Dataset excerpt:
▬▬▬▬▬▬
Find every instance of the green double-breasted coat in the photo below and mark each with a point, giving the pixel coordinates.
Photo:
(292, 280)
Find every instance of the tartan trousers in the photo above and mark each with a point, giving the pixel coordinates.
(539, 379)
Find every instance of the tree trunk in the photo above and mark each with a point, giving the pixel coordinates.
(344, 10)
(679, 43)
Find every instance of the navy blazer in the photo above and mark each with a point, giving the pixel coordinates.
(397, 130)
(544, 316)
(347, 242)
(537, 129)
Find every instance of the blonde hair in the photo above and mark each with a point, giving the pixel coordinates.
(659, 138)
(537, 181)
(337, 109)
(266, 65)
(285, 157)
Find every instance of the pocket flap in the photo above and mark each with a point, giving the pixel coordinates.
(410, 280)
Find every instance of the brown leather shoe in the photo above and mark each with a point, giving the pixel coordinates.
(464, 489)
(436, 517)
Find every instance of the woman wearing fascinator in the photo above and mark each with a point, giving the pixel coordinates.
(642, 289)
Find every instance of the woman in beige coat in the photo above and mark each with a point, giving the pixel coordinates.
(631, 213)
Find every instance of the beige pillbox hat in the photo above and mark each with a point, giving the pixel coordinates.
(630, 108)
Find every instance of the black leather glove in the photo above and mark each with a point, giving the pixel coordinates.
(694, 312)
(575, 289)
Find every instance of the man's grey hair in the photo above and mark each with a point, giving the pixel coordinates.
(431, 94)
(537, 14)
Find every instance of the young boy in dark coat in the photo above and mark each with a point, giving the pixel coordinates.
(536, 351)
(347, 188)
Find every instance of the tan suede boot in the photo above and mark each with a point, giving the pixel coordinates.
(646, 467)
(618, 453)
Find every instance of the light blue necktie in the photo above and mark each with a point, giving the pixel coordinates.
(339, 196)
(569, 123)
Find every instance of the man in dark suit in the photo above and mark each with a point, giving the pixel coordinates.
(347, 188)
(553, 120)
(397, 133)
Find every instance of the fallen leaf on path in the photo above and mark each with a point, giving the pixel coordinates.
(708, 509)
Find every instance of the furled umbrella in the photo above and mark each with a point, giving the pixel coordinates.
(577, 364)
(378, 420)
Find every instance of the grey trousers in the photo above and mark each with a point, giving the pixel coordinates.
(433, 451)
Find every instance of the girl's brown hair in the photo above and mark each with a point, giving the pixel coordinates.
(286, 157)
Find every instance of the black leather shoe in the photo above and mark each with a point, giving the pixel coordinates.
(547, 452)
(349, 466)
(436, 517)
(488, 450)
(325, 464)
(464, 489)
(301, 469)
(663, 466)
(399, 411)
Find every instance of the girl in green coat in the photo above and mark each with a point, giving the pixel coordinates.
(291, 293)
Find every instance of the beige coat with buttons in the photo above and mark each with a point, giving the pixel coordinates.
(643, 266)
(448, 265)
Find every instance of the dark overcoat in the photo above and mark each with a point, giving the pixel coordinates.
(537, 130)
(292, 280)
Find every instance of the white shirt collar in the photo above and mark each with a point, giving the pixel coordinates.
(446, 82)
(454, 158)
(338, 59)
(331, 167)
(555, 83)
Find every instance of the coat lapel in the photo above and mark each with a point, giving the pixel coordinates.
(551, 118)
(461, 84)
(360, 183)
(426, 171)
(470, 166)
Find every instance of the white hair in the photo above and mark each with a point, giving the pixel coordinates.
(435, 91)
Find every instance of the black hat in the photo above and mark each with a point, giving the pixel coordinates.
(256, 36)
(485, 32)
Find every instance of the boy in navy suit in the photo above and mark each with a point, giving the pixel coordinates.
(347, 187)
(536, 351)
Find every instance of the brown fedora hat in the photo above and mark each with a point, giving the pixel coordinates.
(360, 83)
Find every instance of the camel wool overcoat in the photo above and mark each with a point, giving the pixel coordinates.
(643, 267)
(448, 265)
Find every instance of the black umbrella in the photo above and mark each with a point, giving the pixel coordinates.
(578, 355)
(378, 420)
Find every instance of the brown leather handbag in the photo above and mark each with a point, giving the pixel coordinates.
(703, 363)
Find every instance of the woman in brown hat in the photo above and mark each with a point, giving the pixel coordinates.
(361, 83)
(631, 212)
▬▬▬▬▬▬
The problem → Can you rewrite all the records above with "mark each with a point" replaced by "tag each with a point" everywhere it occurs, changing nothing else?

Full response →
Find every instance of the green double-breasted coat in the photo below and tag each with a point, giving the pixel coordinates.
Photo:
(292, 280)
Find every instance of the tartan trousers in the photo above and tag each with a point, giving the pixel coordinates.
(539, 379)
Find every instance of the tree trunk in the photo above and tag each with a point, giving the pixel coordinates.
(344, 10)
(679, 43)
Find every instance of the navy blazer in the photo above and tag each with a point, giving the pixel coordinates.
(397, 130)
(544, 316)
(347, 242)
(537, 129)
Find every instance of the blonde hair in the photo above and tag each with a point, giving the pixel coordinates.
(659, 138)
(537, 181)
(337, 109)
(266, 65)
(285, 157)
Find every instance of the pocket flap in the photo above and tag each with a point, giving the pixel coordinates.
(410, 280)
Find every instance of the brown leather shoe in the photo above and tag each with a point, giving the pixel coordinates.
(464, 489)
(436, 517)
Find every instance of the woman wearing fascinator in the photo above and tag each with a point, giving the pixel coordinates.
(642, 289)
Find every instance of the woman in beige coat in the photo above and tag each with a point, giving the pixel coordinates.
(631, 213)
Find every instance of the beige pillbox hat in the photo above and tag each with a point, giving the pixel coordinates.
(630, 108)
Find every instance of the black leather glove in the photo above and tag each with a point, giving the pixel coordinates.
(694, 312)
(575, 289)
Find every instance of the man's grey hair in the photo above and tag each with a point, giving the pixel coordinates.
(431, 94)
(537, 14)
Find every instance of the young boy in dark coat in the photo above and tag each with a point, giving the pixel coordinates.
(536, 351)
(347, 188)
Find every instance of the tan suede boot in the photo above and tag each with a point, giving the pixel coordinates.
(646, 467)
(618, 453)
Find every instance of the light blue necktie in the photo above and tag each with a point, giving the pixel coordinates.
(339, 196)
(569, 123)
Find every instance of the man in dark suit in the photo above and tag each with a point, giving the pixel coordinates.
(347, 188)
(553, 120)
(397, 133)
Find every instance of the fallen leaf on path in the photo above and tag each with a point, giving the pixel coordinates.
(708, 509)
Find every instance of the furled umbrella in the photo above and tag each with a point, giving the pixel coordinates.
(577, 364)
(378, 420)
Find every instance of the grey trousers in the photo above and tag each with a point, giving the pixel coordinates.
(433, 451)
Find every instance of the girl's brown hair in the photo above and tag each with a point, giving the pixel coordinates.
(286, 157)
Find every instance of the black leather shoe in the photo above and tag each with a point, giving the pixel coordinates.
(547, 452)
(349, 466)
(436, 517)
(488, 450)
(325, 464)
(464, 489)
(301, 469)
(663, 466)
(399, 411)
Find every instance of the girl in green coat in the photo above and tag each with a point, giving the pixel coordinates.
(291, 293)
Find every instance of the beige coat with buttons in the photo above and tag each with a point, giving the pixel coordinates.
(643, 266)
(448, 265)
Find every instance of the dark overcoat in the photo above and tag each with a point, giving the pixel coordinates.
(537, 130)
(292, 280)
Find every instance of the white shirt collar in the photo above and tag each with a point, giving the pixel coordinates.
(446, 82)
(454, 158)
(338, 59)
(331, 167)
(555, 83)
Find every instance of the coat lapel in the photo above and tag each with a point, giving the pixel coordinates.
(551, 118)
(461, 84)
(360, 183)
(426, 171)
(470, 166)
Find every instance of the white hair in the photo above and tag each with a point, giving the pixel coordinates.
(435, 91)
Find every instance of the black hat in the photo above and tag each with a point, giving the pixel coordinates.
(256, 36)
(485, 32)
Find every instance of the boy in navy suit in the photo above and tag each with a point, giving the pixel coordinates.
(347, 187)
(536, 351)
Find every instance of the brown fedora hat in the photo above and tag each with a point, giving the pixel coordinates.
(360, 83)
Find every instance of the camel wool overcoat in the photo above and tag each with a point, giving the pixel coordinates.
(643, 267)
(448, 265)
Find every instance of the black umbrella in the photo above and tag each with a point, giving the pixel coordinates.
(578, 355)
(378, 420)
Find every instance of the brown leather handbag in the photo above and tag each with a point, giving the pixel coordinates.
(703, 363)
Find every instance of the woman in brown hat in the photo above and tag each with a point, giving the pixel coordinates.
(361, 83)
(631, 212)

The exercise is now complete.